=== WHAT YOU SHOULD DO ===
Find each line in the material below that contains the word "building", and copy those lines in full.

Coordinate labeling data
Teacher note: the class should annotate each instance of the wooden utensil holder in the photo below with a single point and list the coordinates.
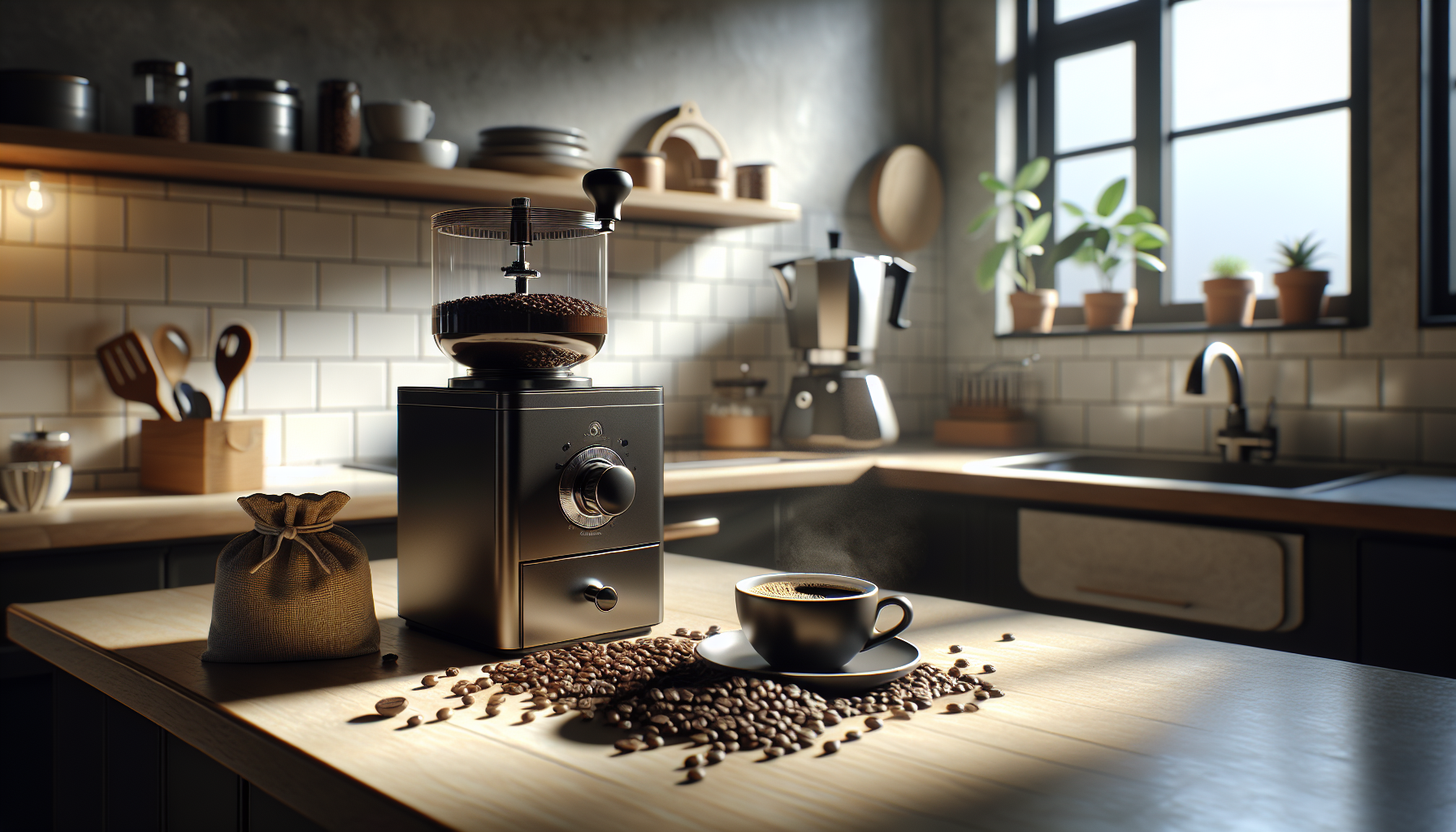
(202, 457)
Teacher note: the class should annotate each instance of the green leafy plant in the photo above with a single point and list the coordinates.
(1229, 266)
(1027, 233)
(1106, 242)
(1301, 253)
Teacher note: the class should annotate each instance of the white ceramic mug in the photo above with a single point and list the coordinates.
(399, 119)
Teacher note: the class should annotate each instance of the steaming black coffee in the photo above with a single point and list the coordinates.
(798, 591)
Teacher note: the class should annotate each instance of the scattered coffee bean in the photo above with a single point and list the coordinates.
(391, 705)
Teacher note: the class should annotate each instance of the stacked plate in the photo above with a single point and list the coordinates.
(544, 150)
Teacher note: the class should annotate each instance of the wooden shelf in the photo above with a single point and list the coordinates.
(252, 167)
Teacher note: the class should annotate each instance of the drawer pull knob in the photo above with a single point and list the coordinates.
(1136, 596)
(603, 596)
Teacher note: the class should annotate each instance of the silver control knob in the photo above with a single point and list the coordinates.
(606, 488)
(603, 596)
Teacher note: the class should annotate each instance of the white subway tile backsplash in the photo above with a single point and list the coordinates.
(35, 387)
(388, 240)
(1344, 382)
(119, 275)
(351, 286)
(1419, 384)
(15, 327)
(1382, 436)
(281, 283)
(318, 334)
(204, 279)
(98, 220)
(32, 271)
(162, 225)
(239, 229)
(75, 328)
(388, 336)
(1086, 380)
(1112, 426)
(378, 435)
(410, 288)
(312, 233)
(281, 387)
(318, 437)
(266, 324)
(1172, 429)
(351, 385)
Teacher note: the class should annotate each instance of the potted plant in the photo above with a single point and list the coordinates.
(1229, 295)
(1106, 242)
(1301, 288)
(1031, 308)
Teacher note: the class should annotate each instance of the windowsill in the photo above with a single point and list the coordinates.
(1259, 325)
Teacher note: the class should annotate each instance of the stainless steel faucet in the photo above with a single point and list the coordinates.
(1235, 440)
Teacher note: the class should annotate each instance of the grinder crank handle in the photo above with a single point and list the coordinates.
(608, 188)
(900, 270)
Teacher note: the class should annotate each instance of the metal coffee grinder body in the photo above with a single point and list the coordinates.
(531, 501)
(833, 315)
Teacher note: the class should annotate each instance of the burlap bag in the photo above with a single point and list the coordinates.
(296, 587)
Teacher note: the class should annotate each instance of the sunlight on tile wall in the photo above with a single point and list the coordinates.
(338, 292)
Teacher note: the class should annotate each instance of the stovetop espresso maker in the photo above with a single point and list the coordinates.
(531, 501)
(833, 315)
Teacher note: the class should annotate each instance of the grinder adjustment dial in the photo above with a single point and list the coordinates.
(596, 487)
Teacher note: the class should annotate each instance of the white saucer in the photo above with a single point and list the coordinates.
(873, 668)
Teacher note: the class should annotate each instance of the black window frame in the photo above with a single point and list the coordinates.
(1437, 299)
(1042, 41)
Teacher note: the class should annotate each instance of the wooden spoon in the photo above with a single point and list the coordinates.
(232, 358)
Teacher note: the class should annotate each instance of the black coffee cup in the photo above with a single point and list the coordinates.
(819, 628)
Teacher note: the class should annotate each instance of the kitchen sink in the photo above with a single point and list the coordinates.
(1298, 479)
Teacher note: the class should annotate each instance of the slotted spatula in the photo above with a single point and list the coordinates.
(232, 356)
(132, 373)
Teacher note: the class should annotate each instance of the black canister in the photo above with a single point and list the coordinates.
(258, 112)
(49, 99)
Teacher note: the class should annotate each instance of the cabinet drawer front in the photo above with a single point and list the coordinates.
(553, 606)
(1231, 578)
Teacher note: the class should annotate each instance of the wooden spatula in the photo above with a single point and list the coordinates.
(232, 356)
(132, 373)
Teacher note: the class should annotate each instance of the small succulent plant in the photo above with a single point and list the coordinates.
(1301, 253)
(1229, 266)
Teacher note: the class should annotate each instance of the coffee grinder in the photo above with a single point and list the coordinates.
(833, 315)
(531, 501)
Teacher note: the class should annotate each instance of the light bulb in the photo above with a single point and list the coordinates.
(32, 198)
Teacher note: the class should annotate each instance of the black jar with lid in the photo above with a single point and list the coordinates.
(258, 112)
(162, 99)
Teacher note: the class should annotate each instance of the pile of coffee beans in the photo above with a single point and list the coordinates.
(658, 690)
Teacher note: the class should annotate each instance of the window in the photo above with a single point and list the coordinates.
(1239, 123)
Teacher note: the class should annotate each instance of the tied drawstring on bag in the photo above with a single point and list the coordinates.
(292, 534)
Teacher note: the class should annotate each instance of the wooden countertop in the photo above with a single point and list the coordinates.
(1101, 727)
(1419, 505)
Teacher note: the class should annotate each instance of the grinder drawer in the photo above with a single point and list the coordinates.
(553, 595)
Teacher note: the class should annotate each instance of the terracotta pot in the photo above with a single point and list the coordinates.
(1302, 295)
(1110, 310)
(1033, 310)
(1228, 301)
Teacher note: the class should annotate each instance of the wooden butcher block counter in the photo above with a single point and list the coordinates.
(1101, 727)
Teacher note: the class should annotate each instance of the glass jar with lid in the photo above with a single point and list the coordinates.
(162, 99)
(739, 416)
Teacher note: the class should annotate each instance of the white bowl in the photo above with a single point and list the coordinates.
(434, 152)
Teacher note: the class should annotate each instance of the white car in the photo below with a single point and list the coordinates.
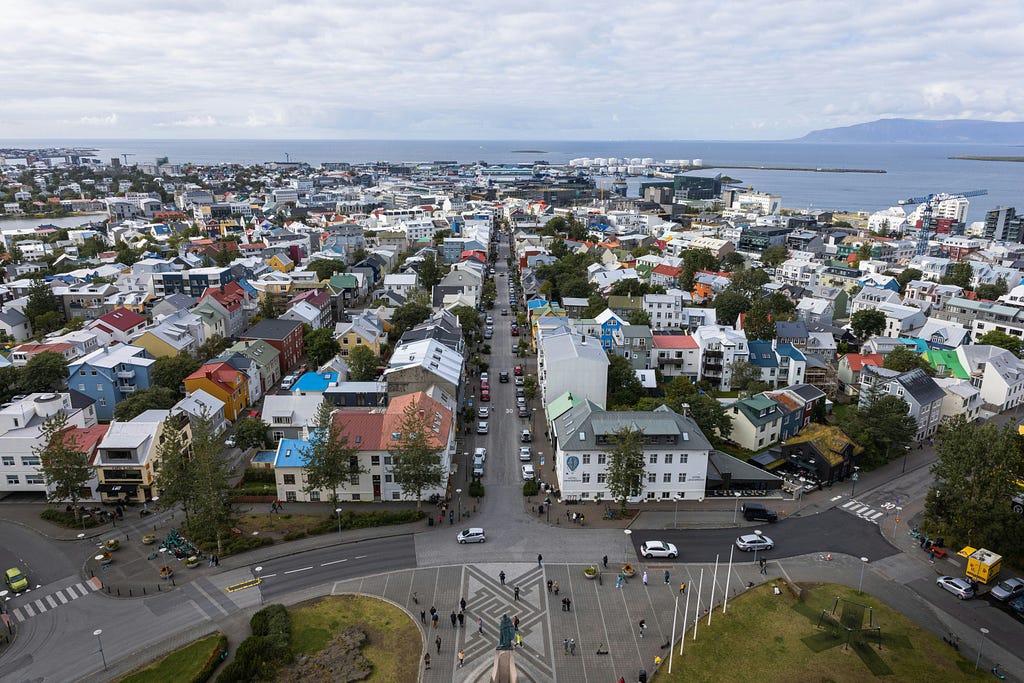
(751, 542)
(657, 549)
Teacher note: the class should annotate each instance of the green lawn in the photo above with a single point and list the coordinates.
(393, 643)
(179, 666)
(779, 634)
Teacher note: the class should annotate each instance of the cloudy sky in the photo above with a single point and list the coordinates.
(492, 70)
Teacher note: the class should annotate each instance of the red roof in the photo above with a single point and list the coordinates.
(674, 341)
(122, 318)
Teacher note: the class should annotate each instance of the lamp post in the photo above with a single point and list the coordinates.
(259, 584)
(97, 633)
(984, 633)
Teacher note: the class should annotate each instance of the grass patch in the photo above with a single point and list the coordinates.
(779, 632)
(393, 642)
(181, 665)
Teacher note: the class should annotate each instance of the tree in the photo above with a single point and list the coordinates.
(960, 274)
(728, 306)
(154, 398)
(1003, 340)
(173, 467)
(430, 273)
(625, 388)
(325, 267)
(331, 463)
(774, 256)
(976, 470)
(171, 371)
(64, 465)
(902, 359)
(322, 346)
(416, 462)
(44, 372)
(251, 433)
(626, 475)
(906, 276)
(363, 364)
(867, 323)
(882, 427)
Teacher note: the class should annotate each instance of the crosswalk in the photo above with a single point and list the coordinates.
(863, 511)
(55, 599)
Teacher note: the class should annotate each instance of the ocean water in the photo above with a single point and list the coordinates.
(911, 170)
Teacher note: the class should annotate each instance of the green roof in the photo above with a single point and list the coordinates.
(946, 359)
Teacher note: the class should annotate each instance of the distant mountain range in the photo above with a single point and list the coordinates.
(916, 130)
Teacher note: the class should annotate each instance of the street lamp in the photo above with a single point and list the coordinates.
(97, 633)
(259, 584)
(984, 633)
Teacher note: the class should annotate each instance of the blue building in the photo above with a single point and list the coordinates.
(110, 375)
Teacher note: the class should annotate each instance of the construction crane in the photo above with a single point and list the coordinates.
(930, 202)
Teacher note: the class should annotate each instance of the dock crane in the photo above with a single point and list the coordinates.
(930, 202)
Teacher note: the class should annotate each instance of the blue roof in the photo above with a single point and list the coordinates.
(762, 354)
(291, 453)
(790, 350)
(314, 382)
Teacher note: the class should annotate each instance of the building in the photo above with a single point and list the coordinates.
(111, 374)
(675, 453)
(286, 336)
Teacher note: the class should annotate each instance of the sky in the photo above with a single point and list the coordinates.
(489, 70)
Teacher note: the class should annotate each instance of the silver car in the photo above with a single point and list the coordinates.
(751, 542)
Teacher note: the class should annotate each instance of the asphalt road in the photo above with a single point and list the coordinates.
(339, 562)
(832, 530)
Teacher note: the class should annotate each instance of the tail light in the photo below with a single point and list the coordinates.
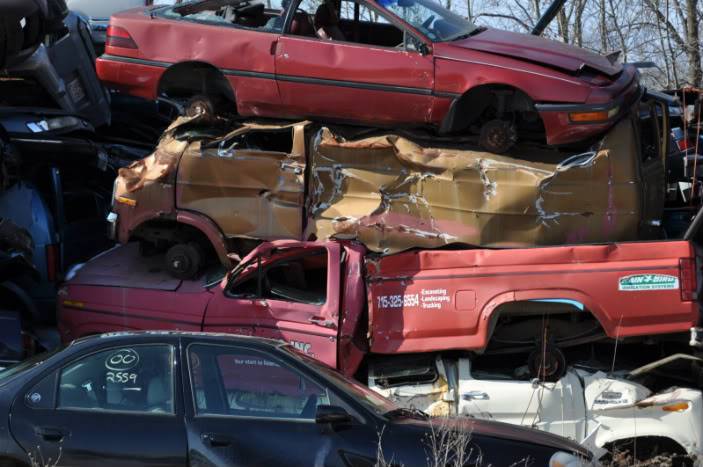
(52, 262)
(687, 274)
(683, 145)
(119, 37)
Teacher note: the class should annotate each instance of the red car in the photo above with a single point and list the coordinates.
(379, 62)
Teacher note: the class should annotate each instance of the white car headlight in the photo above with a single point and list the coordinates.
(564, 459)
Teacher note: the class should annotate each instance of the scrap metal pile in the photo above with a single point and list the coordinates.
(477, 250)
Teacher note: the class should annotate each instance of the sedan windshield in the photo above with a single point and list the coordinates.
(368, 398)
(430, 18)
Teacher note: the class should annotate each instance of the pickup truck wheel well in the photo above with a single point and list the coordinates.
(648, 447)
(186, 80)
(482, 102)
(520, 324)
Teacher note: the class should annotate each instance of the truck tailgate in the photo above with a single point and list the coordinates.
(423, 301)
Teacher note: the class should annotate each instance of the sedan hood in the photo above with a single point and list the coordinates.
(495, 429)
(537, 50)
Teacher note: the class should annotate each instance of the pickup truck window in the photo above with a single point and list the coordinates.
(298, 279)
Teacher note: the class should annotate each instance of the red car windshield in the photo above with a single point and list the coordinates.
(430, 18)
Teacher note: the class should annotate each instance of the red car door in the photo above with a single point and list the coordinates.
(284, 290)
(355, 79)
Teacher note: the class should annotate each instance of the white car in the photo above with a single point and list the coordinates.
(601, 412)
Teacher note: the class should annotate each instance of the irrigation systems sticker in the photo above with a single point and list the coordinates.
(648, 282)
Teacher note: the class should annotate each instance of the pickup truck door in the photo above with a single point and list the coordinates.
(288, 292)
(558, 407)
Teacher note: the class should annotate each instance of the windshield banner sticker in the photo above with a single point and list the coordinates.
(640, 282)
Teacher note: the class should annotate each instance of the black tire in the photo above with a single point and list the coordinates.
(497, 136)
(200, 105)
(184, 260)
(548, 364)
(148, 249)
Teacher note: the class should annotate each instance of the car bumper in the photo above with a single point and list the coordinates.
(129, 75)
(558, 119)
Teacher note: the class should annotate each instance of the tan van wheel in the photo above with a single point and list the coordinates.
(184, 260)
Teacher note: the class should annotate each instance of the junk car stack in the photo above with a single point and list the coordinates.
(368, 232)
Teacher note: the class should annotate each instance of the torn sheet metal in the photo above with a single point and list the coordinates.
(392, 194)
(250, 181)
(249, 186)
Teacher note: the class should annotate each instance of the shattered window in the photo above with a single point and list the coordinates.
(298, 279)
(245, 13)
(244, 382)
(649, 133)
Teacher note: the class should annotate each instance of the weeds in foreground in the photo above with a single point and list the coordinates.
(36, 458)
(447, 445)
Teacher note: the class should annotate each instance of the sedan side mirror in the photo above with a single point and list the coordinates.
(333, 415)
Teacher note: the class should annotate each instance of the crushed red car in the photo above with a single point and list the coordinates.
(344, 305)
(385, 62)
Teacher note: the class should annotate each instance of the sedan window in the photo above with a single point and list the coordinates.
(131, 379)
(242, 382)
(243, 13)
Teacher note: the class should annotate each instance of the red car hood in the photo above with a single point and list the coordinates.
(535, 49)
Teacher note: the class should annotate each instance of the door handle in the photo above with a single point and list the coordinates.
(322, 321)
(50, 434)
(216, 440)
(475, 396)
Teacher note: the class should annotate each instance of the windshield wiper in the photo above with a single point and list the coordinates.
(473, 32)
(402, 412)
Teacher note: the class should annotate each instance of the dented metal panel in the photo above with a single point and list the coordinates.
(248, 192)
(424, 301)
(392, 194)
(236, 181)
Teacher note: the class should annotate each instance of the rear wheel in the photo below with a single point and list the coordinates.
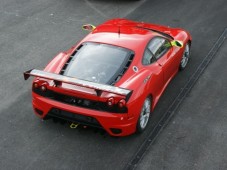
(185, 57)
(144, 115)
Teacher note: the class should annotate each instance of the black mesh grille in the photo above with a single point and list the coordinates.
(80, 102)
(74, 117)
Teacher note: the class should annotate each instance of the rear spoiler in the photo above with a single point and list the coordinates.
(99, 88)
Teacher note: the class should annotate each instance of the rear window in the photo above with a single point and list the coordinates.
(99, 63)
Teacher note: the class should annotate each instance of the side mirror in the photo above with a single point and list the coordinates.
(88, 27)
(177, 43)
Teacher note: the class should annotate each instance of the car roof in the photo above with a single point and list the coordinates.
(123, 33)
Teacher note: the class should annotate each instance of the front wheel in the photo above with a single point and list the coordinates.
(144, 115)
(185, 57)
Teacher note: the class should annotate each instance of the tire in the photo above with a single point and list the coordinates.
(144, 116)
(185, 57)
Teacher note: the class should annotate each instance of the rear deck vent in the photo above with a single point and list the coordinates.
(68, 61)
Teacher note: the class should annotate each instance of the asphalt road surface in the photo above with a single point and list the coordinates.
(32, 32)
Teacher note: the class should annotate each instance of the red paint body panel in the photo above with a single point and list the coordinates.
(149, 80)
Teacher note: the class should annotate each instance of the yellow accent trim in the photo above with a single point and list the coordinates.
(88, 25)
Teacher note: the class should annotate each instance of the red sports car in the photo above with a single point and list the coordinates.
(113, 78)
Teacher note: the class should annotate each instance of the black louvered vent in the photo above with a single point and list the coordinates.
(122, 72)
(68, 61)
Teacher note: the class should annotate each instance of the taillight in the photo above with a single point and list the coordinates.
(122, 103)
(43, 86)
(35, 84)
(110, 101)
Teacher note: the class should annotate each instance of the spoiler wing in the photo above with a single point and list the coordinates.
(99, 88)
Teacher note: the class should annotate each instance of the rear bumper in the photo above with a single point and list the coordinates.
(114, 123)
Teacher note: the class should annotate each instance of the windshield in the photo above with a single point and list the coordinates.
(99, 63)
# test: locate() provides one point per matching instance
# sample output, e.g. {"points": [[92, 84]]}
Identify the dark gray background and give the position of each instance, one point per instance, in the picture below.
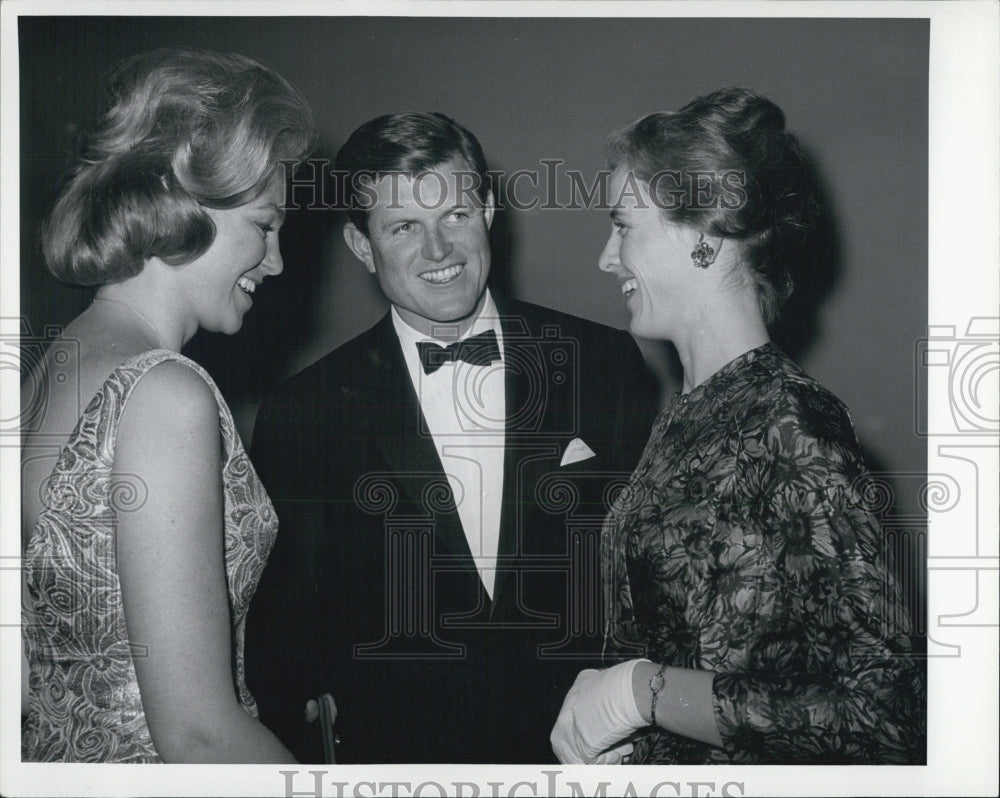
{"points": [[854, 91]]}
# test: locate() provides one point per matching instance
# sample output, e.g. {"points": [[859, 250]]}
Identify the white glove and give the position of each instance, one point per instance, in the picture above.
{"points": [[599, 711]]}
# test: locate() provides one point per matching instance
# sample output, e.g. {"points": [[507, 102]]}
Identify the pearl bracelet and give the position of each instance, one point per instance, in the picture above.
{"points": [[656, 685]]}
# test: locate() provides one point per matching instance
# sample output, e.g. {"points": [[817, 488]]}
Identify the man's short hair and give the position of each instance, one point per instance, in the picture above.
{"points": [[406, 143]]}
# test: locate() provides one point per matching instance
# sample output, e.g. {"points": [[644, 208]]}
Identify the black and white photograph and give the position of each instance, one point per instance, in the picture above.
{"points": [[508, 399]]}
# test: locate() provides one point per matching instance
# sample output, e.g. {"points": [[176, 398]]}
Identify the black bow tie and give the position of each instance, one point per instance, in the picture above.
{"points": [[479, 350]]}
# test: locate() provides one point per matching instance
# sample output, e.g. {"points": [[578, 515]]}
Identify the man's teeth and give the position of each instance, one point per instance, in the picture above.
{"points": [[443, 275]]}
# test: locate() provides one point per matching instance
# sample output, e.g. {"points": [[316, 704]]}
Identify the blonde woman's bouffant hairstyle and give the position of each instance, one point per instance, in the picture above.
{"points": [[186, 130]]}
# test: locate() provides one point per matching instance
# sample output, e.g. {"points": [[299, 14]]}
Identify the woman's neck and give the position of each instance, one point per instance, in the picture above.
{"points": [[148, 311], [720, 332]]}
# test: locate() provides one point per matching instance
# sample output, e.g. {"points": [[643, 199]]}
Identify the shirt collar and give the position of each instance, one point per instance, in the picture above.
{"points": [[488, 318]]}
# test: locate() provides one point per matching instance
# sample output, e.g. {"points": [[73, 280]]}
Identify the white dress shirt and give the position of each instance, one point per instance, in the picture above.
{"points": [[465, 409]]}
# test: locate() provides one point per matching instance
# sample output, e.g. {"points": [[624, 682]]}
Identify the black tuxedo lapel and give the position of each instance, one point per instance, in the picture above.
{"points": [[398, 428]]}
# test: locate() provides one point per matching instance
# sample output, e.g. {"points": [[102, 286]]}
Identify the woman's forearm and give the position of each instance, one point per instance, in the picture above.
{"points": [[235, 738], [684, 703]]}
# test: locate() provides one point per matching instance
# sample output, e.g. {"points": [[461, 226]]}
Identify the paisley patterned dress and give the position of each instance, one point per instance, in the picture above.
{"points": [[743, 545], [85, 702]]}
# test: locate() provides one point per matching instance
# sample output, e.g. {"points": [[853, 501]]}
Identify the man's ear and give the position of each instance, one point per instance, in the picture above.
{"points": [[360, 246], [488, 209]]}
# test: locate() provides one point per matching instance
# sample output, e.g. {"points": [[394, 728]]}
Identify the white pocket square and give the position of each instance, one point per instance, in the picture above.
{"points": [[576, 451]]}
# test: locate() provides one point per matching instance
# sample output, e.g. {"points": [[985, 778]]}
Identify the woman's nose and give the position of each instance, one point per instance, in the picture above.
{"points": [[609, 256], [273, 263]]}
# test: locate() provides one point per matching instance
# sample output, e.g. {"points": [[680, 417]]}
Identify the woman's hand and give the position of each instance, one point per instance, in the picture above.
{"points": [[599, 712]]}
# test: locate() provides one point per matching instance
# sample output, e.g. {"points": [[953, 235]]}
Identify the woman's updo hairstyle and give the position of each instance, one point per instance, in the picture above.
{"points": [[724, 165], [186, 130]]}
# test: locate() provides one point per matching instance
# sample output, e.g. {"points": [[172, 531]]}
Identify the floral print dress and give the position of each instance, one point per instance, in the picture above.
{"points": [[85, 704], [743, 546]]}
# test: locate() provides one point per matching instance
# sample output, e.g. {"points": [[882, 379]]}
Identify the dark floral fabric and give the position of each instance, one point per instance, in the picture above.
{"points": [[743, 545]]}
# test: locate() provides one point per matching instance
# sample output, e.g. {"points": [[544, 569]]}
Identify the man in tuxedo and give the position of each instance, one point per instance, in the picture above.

=== THE SOLUTION ===
Teacher note: the class should annotate each instance of the blue building in the photo above with a single point and list the coordinates.
Teacher note: the class should annotate each instance of the building in the photo above with a single point and list the coordinates.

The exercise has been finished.